* BEGIN RECORDS SUPPLIED *

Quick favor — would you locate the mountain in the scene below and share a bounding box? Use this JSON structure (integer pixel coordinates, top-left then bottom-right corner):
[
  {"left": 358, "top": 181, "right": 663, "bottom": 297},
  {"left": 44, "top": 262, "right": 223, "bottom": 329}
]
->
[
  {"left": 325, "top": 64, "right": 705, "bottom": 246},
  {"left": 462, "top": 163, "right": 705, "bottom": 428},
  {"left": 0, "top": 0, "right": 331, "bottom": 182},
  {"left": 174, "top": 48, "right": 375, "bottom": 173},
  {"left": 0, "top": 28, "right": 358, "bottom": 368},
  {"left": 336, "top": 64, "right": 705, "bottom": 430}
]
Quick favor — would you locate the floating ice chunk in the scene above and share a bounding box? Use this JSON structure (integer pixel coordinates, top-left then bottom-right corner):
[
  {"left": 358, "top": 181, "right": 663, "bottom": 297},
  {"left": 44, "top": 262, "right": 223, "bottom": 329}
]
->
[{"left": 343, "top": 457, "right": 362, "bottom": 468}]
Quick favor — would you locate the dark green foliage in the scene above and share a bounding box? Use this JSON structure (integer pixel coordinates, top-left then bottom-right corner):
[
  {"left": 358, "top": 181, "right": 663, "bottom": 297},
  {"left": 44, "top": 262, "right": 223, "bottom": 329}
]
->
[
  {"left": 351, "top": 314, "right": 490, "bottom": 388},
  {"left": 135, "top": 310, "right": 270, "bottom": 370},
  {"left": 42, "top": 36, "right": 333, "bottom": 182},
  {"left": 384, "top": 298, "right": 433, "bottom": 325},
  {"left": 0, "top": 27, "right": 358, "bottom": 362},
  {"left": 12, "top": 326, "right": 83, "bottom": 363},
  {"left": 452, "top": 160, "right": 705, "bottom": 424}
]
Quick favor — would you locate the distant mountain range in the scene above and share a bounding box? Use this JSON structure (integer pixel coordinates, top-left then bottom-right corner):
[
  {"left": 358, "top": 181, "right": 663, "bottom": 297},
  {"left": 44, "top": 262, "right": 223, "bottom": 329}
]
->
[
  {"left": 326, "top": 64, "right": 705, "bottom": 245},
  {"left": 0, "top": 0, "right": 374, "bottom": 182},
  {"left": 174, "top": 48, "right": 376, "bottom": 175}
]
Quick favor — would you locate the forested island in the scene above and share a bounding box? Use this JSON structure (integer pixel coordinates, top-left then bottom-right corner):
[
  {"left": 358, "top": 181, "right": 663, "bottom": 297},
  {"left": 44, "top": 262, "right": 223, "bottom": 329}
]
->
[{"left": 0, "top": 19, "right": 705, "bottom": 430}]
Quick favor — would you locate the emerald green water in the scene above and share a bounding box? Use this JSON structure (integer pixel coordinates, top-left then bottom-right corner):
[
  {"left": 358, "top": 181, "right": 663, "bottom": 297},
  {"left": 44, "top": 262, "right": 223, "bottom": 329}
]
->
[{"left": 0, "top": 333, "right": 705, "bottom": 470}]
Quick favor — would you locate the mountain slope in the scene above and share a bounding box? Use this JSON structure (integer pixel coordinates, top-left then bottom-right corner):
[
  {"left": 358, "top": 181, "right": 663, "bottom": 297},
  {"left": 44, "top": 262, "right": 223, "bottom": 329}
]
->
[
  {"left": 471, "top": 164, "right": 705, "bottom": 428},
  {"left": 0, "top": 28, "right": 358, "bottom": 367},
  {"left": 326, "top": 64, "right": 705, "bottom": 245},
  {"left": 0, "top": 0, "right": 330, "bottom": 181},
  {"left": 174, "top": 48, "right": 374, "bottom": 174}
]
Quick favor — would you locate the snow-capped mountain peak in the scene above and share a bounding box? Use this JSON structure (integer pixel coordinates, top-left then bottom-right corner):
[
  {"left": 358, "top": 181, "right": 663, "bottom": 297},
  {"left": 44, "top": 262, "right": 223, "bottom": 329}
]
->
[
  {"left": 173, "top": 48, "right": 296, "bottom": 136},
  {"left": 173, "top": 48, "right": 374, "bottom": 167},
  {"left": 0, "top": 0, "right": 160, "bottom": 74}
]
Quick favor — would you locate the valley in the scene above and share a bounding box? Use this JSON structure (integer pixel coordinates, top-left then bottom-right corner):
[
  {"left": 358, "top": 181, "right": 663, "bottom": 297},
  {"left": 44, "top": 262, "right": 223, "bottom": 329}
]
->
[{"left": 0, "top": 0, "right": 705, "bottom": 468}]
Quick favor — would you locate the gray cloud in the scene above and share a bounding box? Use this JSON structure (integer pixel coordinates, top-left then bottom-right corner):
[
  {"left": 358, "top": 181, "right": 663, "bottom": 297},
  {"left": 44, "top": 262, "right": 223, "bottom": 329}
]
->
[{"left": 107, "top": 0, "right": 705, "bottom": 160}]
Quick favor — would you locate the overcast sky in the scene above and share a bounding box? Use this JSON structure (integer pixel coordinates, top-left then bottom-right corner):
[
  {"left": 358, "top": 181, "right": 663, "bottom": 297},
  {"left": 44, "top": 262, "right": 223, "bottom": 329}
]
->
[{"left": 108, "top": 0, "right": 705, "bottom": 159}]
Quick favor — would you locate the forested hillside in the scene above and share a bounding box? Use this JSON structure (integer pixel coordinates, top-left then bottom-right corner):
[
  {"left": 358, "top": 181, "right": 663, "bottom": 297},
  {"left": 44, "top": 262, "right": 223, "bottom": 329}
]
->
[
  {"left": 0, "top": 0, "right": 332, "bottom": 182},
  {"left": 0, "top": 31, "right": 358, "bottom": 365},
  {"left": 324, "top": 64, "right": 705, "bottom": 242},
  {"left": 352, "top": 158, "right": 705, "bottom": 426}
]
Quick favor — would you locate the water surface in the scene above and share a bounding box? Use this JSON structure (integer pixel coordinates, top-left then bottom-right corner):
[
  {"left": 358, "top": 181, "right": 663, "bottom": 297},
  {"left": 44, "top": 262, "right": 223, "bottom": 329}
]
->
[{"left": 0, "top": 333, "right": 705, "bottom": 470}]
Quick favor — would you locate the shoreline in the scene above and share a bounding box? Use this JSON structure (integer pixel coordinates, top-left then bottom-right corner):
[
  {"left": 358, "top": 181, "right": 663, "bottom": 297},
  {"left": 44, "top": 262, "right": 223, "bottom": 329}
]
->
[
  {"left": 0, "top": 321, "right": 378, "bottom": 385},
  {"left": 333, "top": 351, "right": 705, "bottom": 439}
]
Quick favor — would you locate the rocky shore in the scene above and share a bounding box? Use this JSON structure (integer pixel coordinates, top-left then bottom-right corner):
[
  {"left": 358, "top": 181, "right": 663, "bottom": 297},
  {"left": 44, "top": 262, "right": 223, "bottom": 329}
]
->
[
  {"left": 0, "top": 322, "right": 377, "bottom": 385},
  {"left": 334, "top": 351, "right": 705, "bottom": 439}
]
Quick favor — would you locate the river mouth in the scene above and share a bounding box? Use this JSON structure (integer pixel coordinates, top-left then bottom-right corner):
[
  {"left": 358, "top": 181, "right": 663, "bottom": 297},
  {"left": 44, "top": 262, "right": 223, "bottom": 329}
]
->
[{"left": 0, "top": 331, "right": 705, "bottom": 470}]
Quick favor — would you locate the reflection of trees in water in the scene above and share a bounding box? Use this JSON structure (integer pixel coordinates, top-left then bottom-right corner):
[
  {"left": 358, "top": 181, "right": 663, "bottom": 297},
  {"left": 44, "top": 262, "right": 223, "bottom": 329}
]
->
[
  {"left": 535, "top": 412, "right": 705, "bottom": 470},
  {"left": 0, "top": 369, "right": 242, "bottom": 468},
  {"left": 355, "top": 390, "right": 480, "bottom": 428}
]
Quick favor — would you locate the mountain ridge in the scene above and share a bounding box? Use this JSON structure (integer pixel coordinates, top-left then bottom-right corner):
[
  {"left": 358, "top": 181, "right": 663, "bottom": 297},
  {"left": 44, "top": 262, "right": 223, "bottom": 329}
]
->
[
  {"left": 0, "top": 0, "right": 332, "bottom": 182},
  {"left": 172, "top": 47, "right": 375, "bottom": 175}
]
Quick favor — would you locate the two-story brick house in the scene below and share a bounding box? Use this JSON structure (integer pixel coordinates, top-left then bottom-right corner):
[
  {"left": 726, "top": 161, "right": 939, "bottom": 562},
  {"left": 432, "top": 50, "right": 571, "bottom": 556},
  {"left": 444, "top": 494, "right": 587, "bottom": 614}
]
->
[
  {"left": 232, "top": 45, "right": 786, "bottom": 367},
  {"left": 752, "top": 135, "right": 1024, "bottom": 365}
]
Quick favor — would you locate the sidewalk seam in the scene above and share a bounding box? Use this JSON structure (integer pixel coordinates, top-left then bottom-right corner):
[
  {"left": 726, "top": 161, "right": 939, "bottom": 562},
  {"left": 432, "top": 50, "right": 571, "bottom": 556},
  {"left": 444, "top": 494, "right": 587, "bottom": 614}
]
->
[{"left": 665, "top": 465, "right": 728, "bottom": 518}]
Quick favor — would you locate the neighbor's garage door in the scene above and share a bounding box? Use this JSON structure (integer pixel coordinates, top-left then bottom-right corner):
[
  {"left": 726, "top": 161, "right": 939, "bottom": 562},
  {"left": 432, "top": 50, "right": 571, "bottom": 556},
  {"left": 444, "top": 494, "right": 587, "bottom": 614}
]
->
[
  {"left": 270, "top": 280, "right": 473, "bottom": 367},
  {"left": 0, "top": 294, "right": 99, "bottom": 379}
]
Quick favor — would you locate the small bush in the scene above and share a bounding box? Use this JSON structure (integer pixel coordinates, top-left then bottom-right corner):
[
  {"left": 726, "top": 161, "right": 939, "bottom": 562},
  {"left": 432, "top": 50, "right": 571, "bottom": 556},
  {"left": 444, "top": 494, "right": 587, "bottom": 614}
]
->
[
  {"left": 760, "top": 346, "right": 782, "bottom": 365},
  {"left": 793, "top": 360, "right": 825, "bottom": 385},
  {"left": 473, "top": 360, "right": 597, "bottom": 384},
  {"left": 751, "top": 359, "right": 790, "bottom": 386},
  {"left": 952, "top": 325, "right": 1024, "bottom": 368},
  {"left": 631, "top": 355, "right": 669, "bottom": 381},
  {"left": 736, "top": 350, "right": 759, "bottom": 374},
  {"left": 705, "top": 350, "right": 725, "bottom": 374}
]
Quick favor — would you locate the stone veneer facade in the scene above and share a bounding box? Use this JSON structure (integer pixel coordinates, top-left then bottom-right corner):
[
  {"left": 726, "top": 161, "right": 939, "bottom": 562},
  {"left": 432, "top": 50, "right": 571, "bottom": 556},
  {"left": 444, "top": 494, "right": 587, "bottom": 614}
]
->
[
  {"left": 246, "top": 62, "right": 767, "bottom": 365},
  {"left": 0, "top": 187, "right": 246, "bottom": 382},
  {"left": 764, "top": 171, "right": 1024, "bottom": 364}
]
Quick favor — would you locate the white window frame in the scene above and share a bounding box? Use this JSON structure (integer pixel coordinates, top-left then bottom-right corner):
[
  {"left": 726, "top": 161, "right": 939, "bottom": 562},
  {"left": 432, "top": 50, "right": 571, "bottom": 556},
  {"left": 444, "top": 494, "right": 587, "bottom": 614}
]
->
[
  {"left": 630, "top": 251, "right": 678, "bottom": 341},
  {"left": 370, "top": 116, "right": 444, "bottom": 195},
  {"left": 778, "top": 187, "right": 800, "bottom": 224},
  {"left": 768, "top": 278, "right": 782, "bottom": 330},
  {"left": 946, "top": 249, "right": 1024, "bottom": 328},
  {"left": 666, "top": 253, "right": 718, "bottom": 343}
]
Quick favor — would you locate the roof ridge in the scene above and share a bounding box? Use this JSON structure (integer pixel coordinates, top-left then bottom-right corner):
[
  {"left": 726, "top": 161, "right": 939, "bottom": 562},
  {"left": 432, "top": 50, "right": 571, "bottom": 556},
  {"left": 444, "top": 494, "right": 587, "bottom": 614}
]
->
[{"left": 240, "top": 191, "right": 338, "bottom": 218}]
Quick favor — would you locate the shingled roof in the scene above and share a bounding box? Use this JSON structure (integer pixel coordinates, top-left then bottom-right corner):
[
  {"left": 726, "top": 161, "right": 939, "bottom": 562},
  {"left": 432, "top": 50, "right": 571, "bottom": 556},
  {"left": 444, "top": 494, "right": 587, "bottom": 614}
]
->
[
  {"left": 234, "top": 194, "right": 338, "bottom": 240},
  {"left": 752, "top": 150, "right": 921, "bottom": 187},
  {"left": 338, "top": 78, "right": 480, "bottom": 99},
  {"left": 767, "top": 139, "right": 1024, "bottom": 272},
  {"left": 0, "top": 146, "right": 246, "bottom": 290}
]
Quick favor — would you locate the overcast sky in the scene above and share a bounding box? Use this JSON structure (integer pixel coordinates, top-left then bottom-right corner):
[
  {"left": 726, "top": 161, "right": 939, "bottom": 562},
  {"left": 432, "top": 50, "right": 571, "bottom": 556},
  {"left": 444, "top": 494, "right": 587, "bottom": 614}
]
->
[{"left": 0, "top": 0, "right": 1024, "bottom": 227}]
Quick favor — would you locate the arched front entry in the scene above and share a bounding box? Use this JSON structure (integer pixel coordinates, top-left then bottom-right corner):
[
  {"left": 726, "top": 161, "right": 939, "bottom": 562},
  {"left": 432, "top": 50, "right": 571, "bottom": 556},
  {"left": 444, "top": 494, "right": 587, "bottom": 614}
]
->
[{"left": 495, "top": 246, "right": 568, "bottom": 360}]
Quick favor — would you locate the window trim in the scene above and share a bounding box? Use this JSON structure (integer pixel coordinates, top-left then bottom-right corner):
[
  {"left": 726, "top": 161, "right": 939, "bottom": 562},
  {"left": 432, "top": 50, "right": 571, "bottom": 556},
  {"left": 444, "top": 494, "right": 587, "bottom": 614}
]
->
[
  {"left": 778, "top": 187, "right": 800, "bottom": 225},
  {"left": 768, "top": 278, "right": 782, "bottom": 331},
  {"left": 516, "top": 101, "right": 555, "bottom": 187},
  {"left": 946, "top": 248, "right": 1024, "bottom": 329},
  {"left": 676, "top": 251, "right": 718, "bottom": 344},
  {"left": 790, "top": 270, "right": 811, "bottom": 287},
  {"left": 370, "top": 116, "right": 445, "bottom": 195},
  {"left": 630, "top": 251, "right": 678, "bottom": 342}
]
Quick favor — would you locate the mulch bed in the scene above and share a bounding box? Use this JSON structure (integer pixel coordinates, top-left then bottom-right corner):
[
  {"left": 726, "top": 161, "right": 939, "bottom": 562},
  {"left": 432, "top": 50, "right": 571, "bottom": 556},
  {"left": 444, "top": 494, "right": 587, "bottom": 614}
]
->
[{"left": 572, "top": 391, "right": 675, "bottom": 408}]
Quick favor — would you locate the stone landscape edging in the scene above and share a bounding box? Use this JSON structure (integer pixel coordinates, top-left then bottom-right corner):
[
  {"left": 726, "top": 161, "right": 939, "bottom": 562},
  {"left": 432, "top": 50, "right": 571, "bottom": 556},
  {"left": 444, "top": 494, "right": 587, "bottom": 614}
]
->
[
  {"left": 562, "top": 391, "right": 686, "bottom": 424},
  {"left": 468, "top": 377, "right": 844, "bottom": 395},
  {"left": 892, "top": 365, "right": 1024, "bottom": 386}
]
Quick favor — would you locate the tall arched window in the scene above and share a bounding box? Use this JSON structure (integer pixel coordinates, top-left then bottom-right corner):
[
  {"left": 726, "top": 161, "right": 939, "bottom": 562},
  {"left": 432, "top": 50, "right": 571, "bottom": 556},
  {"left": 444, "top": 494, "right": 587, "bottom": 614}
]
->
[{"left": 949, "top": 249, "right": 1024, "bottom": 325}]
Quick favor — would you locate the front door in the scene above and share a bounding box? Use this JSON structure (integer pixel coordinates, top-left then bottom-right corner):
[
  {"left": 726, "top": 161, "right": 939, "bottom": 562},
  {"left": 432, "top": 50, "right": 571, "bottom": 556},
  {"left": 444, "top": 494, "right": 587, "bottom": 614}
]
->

* END RECORDS SUPPLIED *

**SHORT EXERCISE**
Count the lines in the rows above that contain the string "below". Give only the number.

**REPLY**
2